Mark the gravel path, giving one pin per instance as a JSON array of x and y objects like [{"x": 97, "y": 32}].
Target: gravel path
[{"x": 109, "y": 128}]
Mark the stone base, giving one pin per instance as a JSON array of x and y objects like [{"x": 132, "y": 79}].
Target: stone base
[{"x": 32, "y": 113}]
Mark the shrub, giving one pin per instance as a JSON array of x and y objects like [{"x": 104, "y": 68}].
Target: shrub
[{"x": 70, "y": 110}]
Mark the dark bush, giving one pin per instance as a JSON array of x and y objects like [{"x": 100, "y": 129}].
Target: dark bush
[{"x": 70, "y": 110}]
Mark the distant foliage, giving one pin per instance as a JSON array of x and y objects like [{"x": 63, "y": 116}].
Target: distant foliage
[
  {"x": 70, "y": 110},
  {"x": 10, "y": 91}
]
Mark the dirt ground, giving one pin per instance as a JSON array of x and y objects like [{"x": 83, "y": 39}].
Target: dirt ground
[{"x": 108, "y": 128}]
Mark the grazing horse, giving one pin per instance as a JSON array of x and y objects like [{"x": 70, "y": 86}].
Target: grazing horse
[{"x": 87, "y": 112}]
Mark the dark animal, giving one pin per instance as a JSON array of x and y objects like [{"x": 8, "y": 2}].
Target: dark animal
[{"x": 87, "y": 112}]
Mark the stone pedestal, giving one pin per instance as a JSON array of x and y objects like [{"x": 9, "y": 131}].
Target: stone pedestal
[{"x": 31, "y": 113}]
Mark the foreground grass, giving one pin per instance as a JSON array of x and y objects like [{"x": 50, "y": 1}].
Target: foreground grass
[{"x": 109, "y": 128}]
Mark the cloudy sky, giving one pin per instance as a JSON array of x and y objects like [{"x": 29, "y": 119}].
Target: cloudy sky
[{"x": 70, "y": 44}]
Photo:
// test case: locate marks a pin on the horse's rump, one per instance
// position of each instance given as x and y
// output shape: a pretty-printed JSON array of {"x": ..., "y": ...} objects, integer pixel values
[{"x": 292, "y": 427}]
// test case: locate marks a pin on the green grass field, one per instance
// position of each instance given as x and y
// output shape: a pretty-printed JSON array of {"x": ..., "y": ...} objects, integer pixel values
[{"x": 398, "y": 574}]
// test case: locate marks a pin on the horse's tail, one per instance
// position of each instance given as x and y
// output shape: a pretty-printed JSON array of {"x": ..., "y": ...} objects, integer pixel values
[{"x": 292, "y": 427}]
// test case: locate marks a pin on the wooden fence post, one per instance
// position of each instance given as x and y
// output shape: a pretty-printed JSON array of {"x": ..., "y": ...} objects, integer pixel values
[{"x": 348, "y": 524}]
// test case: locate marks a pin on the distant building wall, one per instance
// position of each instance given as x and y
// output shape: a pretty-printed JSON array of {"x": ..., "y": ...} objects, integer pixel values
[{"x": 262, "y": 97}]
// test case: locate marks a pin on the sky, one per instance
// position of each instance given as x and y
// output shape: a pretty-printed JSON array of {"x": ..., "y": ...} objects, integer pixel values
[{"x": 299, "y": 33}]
——————————
Your task :: Reproduce each entry above. Every word must match.

Answer below ::
Mark the gravel path, giving one pin per instance as a JSON array of x and y objects like [{"x": 97, "y": 32}].
Target: gravel path
[{"x": 109, "y": 128}]
Mark the stone base, giving one pin per instance as a JSON array of x and y objects like [{"x": 132, "y": 79}].
Target: stone base
[{"x": 32, "y": 113}]
Mark the shrub, giving one pin per instance as a JSON array of x and y objects like [{"x": 104, "y": 68}].
Target: shrub
[{"x": 70, "y": 110}]
Mark the dark bush, giving one pin per instance as a JSON array of x and y objects like [{"x": 100, "y": 129}].
Target: dark bush
[{"x": 70, "y": 110}]
Mark the distant foliage, giving one pin per instance as a JSON array of x and y objects like [{"x": 63, "y": 116}].
Target: distant foliage
[
  {"x": 70, "y": 110},
  {"x": 10, "y": 91}
]
Mark the dirt ground, giving one pin per instance as a JSON array of x and y objects like [{"x": 83, "y": 39}].
Target: dirt ground
[{"x": 108, "y": 128}]
Mark the grazing horse, giving one pin per instance as a JSON array of x and y objects like [{"x": 70, "y": 86}].
Target: grazing horse
[{"x": 87, "y": 112}]
Mark the dark animal, giving one pin per instance as a JSON array of x and y objects like [{"x": 8, "y": 2}].
Target: dark animal
[{"x": 87, "y": 112}]
Mark the stone pedestal, giving one pin per instance as a JSON array of x and y objects like [{"x": 9, "y": 131}].
Target: stone pedestal
[{"x": 31, "y": 113}]
Mark the foreground grass, giving one pin per instance as a JSON array of x and y objects like [{"x": 50, "y": 1}].
Target: foreground grass
[{"x": 109, "y": 128}]
Mark the cloudy sky, giving one pin per instance as a JSON array of x and y objects like [{"x": 29, "y": 119}].
Target: cloudy sky
[{"x": 70, "y": 44}]
Photo:
// test case: locate marks a pin on the horse's rump, one per instance
// position of each instance given as x and y
// output shape: a pretty-printed JSON array of {"x": ..., "y": ...} objects, integer pixel values
[{"x": 292, "y": 427}]
// test case: locate marks a pin on the green grass field, one per instance
// position of each instance given as x and y
// output shape: a pretty-printed JSON array of {"x": ..., "y": ...} objects, integer pixel values
[{"x": 398, "y": 574}]
// test case: locate marks a pin on the horse's tail, one per instance
// position of each instance given as x and y
// output shape: a pretty-printed JSON array of {"x": ..., "y": ...} objects, integer pixel values
[{"x": 292, "y": 427}]
// test case: locate marks a pin on the wooden fence post, one per instance
// position of each instance given as x and y
// output shape: a pretty-printed JSON array of {"x": ..., "y": ...} objects, integer pixel values
[{"x": 348, "y": 524}]
// test case: locate marks a pin on the distant building wall, one per instance
// position of each instance given as x and y
// output shape: a pretty-printed JSON array of {"x": ..., "y": ...} objects, integer pixel values
[{"x": 262, "y": 97}]
// test case: locate marks a pin on the sky, one per instance
// position of each instance given as x and y
// output shape: a pretty-printed JSON array of {"x": ..., "y": ...} objects, integer pixel values
[{"x": 299, "y": 33}]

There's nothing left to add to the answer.